● ASSIGNMENT
Among the entries below, copy every line that carries the word "rocky".

● THE DATA
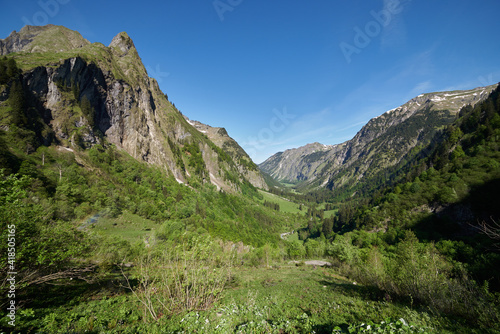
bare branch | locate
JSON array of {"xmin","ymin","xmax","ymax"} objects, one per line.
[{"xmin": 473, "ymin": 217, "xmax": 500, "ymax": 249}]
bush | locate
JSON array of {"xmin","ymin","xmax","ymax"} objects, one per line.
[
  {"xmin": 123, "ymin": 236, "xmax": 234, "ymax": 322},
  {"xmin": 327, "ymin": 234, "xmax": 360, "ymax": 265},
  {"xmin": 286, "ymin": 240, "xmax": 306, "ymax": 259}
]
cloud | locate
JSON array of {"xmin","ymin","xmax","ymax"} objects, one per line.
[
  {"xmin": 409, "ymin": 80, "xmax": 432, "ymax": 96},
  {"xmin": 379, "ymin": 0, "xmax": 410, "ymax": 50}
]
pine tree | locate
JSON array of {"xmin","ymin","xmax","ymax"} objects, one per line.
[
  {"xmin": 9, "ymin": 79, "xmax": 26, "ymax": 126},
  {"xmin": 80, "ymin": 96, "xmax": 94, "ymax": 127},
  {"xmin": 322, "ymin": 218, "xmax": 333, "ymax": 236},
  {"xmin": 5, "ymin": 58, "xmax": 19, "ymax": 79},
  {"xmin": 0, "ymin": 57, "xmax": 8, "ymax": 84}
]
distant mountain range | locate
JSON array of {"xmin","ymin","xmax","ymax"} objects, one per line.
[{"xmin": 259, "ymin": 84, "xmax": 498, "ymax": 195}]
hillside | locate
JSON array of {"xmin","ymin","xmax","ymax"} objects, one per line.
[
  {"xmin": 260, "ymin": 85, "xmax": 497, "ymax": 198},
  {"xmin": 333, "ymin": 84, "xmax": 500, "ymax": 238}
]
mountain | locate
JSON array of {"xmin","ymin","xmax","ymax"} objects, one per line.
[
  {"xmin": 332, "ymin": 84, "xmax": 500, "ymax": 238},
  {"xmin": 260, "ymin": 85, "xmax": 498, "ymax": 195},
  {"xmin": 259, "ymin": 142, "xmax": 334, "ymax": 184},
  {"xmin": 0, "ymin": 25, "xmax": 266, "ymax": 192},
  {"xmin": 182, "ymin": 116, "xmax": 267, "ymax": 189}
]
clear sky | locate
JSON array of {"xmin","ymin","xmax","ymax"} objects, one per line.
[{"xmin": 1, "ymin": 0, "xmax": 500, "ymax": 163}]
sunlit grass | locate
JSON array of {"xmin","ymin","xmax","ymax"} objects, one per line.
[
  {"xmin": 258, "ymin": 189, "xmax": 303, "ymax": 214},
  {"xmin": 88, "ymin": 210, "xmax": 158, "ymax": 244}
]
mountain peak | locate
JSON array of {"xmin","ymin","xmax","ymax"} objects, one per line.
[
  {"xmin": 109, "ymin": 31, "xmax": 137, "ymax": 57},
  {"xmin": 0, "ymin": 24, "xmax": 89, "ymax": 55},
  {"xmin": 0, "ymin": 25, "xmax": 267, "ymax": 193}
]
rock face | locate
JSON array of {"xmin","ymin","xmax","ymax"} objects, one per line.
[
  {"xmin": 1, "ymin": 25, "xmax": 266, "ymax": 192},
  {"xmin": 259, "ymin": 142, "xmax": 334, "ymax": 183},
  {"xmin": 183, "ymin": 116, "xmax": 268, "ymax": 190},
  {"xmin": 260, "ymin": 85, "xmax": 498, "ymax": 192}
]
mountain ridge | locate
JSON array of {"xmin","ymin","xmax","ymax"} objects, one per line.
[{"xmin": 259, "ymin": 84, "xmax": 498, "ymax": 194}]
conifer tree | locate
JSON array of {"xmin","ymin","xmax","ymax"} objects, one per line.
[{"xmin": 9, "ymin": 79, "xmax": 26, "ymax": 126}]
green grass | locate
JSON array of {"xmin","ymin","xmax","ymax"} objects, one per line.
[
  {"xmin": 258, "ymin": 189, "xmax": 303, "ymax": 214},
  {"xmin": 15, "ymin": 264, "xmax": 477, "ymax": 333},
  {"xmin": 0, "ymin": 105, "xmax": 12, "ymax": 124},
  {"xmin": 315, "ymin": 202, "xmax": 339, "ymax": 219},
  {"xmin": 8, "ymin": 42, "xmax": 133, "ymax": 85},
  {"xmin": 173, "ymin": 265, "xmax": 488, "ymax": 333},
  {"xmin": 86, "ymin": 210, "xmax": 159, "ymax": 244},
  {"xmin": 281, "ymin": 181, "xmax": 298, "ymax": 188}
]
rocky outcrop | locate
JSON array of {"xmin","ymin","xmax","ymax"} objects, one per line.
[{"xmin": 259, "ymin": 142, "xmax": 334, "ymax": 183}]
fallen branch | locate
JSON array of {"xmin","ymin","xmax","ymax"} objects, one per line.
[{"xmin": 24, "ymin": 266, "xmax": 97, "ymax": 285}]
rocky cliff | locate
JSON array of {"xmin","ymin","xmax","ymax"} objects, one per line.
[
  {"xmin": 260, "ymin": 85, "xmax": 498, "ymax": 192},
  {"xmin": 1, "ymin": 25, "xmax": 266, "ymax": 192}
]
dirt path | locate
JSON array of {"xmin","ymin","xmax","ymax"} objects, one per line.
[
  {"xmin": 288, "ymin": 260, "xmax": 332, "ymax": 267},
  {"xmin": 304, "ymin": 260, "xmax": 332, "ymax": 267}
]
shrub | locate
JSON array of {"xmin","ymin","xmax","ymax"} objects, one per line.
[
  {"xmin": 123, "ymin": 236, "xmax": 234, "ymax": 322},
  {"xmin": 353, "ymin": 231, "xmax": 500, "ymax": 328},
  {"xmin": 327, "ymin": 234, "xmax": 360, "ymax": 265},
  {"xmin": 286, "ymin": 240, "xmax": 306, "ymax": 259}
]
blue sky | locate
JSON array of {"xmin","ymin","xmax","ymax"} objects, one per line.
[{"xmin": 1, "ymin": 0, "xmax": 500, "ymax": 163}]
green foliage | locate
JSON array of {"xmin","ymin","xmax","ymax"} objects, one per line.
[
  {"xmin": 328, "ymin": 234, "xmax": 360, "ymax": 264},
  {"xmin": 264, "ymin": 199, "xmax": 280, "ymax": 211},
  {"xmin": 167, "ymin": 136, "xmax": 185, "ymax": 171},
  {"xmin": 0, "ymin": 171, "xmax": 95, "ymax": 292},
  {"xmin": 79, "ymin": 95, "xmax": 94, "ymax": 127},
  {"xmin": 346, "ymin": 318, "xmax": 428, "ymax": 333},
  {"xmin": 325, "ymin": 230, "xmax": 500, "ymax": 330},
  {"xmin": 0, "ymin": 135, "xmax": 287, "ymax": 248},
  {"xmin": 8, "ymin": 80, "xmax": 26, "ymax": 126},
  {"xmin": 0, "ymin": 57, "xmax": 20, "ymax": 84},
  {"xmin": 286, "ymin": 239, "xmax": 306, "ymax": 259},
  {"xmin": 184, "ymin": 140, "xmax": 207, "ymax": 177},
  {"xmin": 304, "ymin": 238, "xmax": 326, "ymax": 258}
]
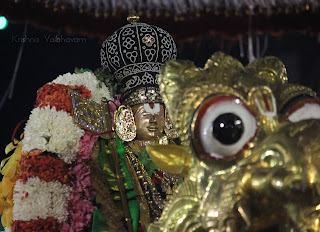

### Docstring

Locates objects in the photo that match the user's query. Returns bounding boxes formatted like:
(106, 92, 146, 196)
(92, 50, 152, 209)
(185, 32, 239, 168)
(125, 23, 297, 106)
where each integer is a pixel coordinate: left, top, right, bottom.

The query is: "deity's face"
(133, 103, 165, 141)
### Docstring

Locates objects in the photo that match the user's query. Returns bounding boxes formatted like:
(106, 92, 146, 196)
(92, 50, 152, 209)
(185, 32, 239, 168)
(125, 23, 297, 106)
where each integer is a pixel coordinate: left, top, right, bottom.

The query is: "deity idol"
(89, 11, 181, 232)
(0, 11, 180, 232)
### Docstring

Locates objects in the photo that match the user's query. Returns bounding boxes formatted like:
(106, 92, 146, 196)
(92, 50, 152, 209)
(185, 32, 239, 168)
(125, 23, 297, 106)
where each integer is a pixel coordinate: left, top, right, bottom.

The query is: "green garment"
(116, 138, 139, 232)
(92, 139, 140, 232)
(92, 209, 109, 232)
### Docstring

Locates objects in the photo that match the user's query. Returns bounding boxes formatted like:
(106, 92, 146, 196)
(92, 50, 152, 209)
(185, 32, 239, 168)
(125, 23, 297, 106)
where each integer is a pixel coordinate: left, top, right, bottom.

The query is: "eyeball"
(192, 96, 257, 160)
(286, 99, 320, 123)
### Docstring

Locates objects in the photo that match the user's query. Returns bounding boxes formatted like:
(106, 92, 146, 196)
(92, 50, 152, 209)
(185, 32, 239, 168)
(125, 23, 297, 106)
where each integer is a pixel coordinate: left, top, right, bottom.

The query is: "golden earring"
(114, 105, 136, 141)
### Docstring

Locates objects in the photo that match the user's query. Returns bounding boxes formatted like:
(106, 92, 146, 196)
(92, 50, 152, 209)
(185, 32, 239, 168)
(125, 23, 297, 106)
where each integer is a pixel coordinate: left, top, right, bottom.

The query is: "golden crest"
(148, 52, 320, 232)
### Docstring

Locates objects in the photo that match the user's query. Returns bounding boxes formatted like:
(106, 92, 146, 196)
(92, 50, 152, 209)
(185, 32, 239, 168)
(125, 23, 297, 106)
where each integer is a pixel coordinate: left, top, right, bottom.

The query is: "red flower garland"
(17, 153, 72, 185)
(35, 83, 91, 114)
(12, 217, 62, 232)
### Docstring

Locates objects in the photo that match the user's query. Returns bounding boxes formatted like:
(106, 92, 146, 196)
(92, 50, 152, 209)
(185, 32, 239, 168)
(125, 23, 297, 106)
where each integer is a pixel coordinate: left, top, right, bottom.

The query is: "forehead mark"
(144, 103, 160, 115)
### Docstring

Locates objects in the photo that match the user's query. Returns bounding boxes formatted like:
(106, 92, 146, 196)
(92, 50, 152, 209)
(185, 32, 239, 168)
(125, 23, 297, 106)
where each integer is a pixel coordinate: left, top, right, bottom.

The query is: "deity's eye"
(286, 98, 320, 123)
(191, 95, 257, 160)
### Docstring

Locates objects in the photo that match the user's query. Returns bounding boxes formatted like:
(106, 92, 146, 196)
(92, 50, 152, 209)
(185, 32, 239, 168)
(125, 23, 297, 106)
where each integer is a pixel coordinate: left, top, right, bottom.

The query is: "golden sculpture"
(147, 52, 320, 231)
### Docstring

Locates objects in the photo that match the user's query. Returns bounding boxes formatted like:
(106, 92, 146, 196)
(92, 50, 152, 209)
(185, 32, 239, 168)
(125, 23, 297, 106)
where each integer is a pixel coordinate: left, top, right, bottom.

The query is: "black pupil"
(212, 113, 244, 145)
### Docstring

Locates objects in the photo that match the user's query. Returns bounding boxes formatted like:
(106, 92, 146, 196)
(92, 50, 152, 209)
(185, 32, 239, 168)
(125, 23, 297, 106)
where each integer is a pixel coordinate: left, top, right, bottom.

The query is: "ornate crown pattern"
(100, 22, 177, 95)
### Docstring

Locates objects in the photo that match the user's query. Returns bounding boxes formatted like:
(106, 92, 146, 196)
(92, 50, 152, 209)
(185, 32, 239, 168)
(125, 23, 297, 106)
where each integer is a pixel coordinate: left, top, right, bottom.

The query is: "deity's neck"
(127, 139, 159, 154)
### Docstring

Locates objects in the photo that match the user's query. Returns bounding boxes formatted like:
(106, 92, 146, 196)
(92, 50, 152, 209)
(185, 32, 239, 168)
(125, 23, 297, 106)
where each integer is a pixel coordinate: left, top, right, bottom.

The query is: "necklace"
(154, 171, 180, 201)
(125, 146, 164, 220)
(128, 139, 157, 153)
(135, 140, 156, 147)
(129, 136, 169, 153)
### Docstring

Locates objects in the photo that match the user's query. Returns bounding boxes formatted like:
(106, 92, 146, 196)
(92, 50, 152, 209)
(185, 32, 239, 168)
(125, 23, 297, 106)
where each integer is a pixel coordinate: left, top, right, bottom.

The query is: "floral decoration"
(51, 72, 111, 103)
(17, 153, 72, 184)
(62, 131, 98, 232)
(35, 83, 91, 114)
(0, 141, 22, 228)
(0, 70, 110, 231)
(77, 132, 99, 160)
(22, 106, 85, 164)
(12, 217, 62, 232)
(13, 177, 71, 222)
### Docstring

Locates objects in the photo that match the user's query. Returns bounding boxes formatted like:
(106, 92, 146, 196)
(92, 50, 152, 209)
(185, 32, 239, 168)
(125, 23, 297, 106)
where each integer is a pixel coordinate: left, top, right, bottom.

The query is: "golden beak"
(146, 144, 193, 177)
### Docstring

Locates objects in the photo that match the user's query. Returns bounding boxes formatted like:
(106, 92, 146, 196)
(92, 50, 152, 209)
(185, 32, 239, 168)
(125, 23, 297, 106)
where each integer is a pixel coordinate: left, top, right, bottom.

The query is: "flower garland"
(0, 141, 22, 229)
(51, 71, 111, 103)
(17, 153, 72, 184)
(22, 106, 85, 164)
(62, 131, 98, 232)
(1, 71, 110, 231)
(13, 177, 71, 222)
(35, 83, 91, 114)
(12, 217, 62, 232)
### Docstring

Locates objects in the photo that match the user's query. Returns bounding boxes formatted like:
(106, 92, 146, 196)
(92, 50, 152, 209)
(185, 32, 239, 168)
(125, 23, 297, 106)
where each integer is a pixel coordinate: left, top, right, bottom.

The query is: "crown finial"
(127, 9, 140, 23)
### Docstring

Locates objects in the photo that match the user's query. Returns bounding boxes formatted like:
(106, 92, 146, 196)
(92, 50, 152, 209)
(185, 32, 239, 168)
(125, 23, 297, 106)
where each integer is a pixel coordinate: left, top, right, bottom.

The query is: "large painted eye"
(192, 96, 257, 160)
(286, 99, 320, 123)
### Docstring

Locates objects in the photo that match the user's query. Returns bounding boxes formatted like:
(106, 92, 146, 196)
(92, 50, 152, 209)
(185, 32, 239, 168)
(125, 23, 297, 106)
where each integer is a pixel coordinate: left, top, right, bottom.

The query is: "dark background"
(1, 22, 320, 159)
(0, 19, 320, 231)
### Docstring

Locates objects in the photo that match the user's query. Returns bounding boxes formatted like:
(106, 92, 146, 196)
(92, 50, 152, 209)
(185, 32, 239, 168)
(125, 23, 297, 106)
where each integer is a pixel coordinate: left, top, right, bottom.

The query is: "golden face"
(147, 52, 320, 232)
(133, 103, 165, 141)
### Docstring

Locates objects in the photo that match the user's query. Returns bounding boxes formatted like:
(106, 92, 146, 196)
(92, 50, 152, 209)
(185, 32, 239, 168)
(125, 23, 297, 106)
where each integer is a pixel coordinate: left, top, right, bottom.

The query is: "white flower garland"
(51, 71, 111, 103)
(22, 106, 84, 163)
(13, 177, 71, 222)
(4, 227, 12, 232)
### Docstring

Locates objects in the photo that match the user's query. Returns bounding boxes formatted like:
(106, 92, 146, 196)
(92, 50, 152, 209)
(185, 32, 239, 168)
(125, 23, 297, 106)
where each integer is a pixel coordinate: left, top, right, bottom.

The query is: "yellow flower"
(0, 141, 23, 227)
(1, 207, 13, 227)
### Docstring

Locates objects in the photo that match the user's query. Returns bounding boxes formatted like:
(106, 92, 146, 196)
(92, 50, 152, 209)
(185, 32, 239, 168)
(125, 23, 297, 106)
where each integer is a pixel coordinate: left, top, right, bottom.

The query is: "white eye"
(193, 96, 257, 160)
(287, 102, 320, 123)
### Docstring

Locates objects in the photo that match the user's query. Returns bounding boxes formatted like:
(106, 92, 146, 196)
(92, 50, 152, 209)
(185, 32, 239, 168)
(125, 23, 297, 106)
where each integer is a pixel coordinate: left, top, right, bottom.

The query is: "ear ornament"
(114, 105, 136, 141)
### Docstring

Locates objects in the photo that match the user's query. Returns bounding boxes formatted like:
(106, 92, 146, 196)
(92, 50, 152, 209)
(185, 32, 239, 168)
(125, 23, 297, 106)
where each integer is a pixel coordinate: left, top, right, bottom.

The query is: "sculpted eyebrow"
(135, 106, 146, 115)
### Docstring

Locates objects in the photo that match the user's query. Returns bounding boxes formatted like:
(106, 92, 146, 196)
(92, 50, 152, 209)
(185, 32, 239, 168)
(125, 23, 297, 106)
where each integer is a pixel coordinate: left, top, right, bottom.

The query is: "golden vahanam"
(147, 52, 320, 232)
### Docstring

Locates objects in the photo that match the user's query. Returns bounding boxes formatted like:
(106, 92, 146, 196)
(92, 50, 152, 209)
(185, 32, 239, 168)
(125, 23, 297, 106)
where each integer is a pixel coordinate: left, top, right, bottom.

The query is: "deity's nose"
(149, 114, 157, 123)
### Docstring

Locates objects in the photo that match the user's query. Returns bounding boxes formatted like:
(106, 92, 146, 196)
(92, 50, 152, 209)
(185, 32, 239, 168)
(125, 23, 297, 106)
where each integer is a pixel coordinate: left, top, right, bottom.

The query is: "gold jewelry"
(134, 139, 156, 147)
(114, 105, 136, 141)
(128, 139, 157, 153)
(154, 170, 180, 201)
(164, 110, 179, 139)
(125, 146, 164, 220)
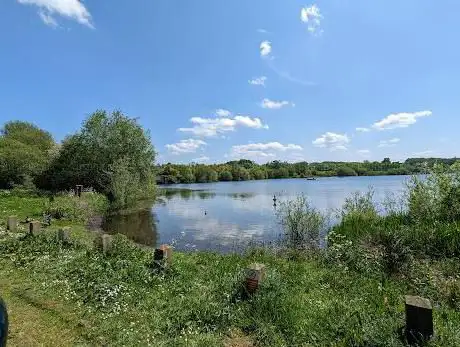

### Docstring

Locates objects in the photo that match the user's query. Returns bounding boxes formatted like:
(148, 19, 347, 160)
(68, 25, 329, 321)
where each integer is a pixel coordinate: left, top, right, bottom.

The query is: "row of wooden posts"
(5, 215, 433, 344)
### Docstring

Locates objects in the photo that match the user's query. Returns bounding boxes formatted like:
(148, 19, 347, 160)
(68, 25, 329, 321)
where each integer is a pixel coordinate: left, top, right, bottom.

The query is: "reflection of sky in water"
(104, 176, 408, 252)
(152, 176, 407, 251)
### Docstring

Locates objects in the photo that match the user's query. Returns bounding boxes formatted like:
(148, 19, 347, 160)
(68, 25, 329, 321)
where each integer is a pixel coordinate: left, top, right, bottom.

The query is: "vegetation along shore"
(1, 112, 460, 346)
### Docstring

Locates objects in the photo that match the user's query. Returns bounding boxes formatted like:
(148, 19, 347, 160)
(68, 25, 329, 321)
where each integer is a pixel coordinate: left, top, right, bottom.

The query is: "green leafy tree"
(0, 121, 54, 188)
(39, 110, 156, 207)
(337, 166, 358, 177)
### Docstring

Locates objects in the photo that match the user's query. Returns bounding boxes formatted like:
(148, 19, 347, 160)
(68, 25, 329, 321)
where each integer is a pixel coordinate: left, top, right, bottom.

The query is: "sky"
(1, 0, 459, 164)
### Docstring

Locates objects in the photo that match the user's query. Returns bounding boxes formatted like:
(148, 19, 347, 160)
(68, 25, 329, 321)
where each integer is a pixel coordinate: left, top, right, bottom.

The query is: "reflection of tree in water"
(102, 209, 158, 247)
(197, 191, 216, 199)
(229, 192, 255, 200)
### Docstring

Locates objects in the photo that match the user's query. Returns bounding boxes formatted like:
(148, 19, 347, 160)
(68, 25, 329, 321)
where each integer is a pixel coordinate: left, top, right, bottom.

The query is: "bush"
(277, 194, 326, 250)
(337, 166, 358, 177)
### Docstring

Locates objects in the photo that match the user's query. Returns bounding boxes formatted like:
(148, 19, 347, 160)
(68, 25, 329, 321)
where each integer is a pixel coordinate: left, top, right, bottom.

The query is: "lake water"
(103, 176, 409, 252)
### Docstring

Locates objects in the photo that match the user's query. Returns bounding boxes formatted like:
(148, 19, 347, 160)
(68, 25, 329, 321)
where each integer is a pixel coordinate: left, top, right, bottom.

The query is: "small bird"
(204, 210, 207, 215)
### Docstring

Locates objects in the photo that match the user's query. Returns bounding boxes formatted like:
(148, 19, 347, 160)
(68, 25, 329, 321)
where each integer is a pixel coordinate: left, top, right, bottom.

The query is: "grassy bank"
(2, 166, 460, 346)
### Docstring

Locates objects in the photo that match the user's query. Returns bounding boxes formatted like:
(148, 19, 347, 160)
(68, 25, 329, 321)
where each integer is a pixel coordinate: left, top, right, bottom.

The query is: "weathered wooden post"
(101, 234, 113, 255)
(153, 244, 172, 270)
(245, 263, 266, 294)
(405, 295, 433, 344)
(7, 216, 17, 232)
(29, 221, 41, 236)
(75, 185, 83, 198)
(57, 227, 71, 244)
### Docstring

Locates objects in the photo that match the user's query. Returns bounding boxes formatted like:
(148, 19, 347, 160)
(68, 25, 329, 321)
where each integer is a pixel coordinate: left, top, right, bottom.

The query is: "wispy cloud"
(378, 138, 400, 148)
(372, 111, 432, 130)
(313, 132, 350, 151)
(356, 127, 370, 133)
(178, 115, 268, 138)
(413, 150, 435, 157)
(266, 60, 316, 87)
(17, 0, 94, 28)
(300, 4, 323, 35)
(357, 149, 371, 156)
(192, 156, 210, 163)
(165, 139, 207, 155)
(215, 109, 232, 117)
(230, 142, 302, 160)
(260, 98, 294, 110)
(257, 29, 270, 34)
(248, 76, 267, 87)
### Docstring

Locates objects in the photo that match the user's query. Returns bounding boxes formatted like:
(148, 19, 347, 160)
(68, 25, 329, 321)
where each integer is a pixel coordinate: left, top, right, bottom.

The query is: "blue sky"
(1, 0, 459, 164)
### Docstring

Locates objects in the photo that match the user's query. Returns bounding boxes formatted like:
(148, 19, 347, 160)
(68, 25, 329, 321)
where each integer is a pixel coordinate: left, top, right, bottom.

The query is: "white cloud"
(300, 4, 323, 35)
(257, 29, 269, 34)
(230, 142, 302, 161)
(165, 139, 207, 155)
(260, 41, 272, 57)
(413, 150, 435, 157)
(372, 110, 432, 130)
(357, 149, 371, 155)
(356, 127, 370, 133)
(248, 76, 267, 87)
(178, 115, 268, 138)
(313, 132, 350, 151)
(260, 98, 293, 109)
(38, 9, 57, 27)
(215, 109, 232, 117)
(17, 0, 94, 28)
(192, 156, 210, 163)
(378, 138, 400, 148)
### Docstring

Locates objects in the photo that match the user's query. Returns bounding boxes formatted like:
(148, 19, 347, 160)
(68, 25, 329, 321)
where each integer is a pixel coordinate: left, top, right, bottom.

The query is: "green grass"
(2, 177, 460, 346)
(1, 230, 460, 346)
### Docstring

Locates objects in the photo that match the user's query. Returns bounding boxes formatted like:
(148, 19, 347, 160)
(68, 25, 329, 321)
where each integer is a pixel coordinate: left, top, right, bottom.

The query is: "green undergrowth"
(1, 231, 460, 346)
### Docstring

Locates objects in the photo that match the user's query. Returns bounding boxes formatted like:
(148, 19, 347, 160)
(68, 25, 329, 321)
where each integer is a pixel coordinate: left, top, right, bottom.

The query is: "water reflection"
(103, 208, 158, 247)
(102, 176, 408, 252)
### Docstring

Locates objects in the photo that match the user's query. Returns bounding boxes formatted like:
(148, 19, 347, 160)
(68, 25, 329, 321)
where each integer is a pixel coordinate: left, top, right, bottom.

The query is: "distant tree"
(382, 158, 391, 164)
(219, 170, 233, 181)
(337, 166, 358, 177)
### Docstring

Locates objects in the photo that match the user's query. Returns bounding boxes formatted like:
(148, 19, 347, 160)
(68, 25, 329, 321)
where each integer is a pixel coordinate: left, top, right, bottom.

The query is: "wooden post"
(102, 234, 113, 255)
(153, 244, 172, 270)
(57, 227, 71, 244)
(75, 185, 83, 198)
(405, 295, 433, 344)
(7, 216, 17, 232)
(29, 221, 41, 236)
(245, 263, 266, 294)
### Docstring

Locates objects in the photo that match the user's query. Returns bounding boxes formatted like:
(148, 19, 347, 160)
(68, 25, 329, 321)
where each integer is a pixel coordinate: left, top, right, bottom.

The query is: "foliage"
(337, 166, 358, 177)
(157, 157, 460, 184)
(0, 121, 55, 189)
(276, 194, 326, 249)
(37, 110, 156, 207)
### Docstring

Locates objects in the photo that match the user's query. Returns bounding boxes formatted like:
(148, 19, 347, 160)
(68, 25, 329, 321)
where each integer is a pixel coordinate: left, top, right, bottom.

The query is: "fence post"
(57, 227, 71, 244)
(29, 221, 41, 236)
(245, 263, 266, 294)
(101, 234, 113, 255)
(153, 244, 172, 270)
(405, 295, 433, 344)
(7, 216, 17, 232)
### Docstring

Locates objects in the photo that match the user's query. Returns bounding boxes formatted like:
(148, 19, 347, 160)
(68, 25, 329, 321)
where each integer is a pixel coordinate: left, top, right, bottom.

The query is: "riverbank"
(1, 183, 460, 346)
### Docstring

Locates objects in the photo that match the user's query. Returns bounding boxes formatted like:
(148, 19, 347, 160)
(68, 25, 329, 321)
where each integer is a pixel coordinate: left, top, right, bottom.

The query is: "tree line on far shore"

● ANSWER BOX
rocky outcrop | locate
rocky cliff | locate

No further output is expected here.